GRA V Minister for Public Expenditure & Reform: Gardai had no entitlement to specific consultation process on terms of sick leave

In Garda Representative Association v Minister for Public Expenditure and Reform, the Supreme Court accepted, for the purposes of this case, that due to the statutory interference with the Gardai’s constitutional right join a union, it may be required as a matter of proportionality that they have a right to consultation with the Minister regarding their conditions of employment and remuneration. But there is no right to any specific form of consultative process. Given that, the Minister had not breached any entitlement to consultation in introducing regulations altering the sick pay entitlements of public servants, including Gardai.

 

Background

Garda Síochána Act 2005

Section 122 of the 2005 Act provides:

(1) The Minister may, after consulting with the Garda Commissioner and with the approval of the Government, make regulations for the management of the Garda Síochána, including regulations relating to any or all of the following matters:

(g) the pay and allowances of members, including the conditions under which they are payable;

 

Section 122(6) provides:

Before making regulations under subsection (1)(g) or (i), the Minister shall—

(a) submit a draft of the regulations to the associations referred to in section 18 representing the ranks and grades in the Garda Síochána who would be affected by the regulations, and

(b) consider any representations made to him or her in respect of the draft regulations by any of those associations.

 

In response to budgetary constraints at the time, the Government introduced the Public Service Management (Recruitment and Appointments) (Amendment) Act 2013.

Section 58B provides:

(1) Without prejudice to subsection (5) and subject to subsections (2) and (7), the Minister may make regulations providing for the payment of remuneration, in circumstances specified in the regulations and subject to such conditions as are specified therein, to a relevant person during a period of sick leave on his or her part, and that remuneration shall be (as the Minister determines and specifies in the regulations)—

(a) the whole amount of the remuneration that would otherwise accrue to the person,

(b) a percentage specified in the regulations of the whole amount referred to in paragraph (a), or …

Section 58C provides:

This Part has effect notwithstanding—

(a) any provision made by or under—

(i) any other Act,

(ii) any statute or other document to like effect of a university or other third level institution,

(iii) any circular or instrument or other document,

(iv) any written agreement or contractual arrangement,

or

(b) any verbal agreement, arrangement or understanding or any expectation.

 

Under the 2013 Act, the Minister introduced the Public Service Management (Sick Leave) Regulations 2014, reducing the entitlements of public service workers, including Gardai, to sick pay.

The GRA applied to the High Court for a declaration that the 2014 Regulations did not apply to its members. The High Court (Kearns P) rejected that application, as the relief sought would amount to an untenable limit on the power to legislate.

The Court of Appeal (Finlay Geoghegan J & Hogan J) rejected the GRA’s appeal, finding that that the High Court decision was correct.

The GRA applied to the Supreme Court for leave to appeal.

 

Supreme Court

The Court determined that the GRA had raised questions of general importance and granted leave. Those questions were defined during case management to:

(a) Whether decisions of Government which impact on existing entitlements of workers in the public service require, prior to being changed to the detriment of such workers, either consultation with those so affected or any other form of procedure, such as procedural fairness?

(b) Can the doctrine of legitimate expectation arise in the particular context at issue in this appeal?

**Given data:**
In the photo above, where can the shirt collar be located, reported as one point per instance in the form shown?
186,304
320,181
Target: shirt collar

**Set exercise A:** According to the case summary on Garda sick pay, which judge rejected the GRA's application in the High Court?
**Set exercise B:** Carry on the case summary on Garda sick pay from its final line onward.

**Written response A:** Kearns P rejected the application in the High Court.

**Written response B:**
(c) Where a representation is made, if, which is denied, any such was made here, which gives rise to a legitimate expectation that Government will be bound to a particular course of action, may this be resiled from or withdrawn without legal consequence?

(d) Whether the conditions for liability for legitimate expectation also require that the party or parties, to which a representation is held out, change their position to their detriment, or otherwise act on same so that it would be inequitable for the Government to go back on that representation?

Clarke CJ wrote the judgment for the unanimous five judge panel. He concluded:

10.1 In summary, therefore, for the reasons set out earlier in this judgment, I have first concluded that the relevant statutory regimes do not, of themselves, confer any right to be consulted prior to the making of regulations by the Minister for Public Expenditure and Reform under the measures introduced by the 2013 Act. The Regulations were introduced under that Act. That Act is, in its terms, stated to apply notwithstanding any other legislative provision.

10.2 I have, for the purposes of the argument, been prepared to accept that it is possible that the GRA was entitled to some engagement prior to the making of such Regulations on one or other or both of two bases. The first being the possibility that the restrictions placed on the ability of An Garda Síochána to conduct what for others might be considered to be ordinary industrial relations may give rise to an entitlement to be consulted. The second is that it may again be arguable that the history of the engagement between the parties is such as to give rise to a legitimate expectation that some form of consultation or the right to make representations would be afforded. However, I have also concluded that under neither of those headings is it arguable that there could be a right to any specific form of process. Rather the height of the argument could only extend to an entitlement to a generalised form of consultation or facility to make representations.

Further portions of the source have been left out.